## QUOTED TEXT
Thread: killing processes

killing processes

From

David Kerr

Date:

20 July 2009, 19:44:15

What's the generally accepted method for killing processes that went 'all wacky' in postgres?

I think i've seen in this group that kill -INT would be the way to go.

I'm playing around with different options for a median function. this one got out of hand
and was taking too long, so i wanted to kill it:

test=# select array_median(array(select t1 from test2 order by 1));
^CCancel request sent

It just sits there, it's been trying to die for 1/2 an hour.

At the OS it's taking up 100% of the CPU.

I tried kill -INT <pid> but that didn't help.

It's not updating anything, and i'm the only one in the database.

Fortunatly it's not production, so I don't really care. But if it was production, what would
be the method to kill it?  (I know about kill -9, i'm assuming that == bad)

If this were production, I'd need to end the process, force a rollback (if necessary) and get
my CPU back so "just waiting for it to die" really isn't an option...

(PostgreSQL 8.3.5, linux/SLES11)

Thanks

Dave

Re: killing processes

From

Scott Marlowe

Date:

20 July 2009, 19:50:52

On Mon, Jul 20, 2009 at 4:44 PM, David Kerr<dmk@mr-paradox.net> wrote:
> What's the generally accepted method for killing processes that went 'all wacky' in postgres?
>
> I think i've seen in this group that kill -INT would be the way to go.
>
> I'm playing around with different options for a median function. this one got out of hand
> and was taking too long, so i wanted to kill it:
>
> test=# select array_median(array(select t1 from test2 order by 1));
> ^CCancel request sent
>
> It just sits there, it's been trying to die for 1/2 an hour.
>
> At the OS it's taking up 100% of the CPU.
>
> I tried kill -INT <pid> but that didn't help.
>
> It's not updating anything, and i'm the only one in the database.
>
> Fortunatly it's not production, so I don't really care. But if it was production, what would
> be the method to kill it?  (I know about kill -9, i'm assuming that == bad)
>
> If this were production, I'd need to end the process, force a rollback (if necessary) and get
> my CPU back so "just waiting for it to die" really isn't an option...
>
> (PostgreSQL 8.3.5, linux/SLES11)

What's most likely happening is that it's stuck in a tight loop that
doesn't check for interrupts, so it just keeps on going.

You can kill -9 a process.  It'll cause the postmaster to kill all
backends and flush the buffers if I remember correctly.  Yeah, not the
ideal solution in production but on a non-prod machine it's an ok way
to get out of these issues.  And even in production, it's often much
faster to kill -9 a single process than to wait for it to finish.  I
think there might be choices other than -9 here, but I can't recall
them off the top of my head.

Re: killing processes

From

Merlin Moncure

Date:

20 July 2009, 20:18:19

On Mon, Jul 20, 2009 at 6:48 PM, Scott Marlowe<scott.marlowe@gmail.com> wrote:
> On Mon, Jul 20, 2009 at 4:44 PM, David Kerr<dmk@mr-paradox.net> wrote:
>> What's the generally accepted method for killing processes that went 'all wacky' in postgres?
>>
>> I think i've seen in this group that kill -INT would be the way to go.

## DATA SHOWN
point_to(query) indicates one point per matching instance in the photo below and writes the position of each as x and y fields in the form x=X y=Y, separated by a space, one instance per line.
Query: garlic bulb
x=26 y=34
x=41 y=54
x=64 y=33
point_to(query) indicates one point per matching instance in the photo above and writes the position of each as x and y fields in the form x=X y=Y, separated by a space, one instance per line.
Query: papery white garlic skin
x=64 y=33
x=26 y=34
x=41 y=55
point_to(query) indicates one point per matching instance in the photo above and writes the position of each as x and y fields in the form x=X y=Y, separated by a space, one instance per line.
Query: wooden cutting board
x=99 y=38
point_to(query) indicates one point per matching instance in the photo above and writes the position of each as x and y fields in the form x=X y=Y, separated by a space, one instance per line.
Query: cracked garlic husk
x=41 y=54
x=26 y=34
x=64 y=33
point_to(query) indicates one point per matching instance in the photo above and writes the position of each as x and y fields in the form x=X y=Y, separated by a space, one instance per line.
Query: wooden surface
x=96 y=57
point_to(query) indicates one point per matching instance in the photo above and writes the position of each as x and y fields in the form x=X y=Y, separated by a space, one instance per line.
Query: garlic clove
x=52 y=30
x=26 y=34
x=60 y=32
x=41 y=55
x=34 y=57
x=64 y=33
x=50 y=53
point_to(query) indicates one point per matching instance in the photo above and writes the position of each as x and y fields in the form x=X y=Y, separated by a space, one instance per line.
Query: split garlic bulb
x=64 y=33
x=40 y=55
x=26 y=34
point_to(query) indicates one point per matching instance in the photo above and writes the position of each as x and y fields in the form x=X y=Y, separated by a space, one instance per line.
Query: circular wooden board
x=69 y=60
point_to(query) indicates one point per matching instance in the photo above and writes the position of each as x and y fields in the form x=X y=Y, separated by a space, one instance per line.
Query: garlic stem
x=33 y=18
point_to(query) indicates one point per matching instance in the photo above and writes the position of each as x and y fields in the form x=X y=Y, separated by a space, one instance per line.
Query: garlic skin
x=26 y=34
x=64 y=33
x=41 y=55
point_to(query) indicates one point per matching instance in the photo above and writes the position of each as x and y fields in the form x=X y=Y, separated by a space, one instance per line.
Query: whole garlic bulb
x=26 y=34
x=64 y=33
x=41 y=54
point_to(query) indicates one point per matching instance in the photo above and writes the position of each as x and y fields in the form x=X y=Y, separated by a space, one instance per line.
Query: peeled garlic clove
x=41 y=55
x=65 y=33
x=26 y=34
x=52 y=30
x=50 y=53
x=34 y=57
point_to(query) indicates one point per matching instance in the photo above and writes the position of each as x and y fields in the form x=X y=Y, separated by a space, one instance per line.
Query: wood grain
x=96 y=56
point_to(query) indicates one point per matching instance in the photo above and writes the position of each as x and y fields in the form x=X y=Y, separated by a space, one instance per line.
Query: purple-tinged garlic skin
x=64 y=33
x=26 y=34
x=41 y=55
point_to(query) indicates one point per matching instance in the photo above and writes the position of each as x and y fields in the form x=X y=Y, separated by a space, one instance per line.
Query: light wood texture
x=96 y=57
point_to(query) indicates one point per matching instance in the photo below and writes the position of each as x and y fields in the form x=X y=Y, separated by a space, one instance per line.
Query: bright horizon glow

## EXERCISES TO COMPLETE
1. In the thread on killing processes, which PostgreSQL version and operating system was the original poster running?
2. Please report each line of the listing that contains the string "skin". Case counts.

## TASK RESPONSES
1. PostgreSQL 8.3.5 on linux/SLES11.

2.
Query: papery white garlic skin
Query: garlic skin
Query: purple-tinged garlic skin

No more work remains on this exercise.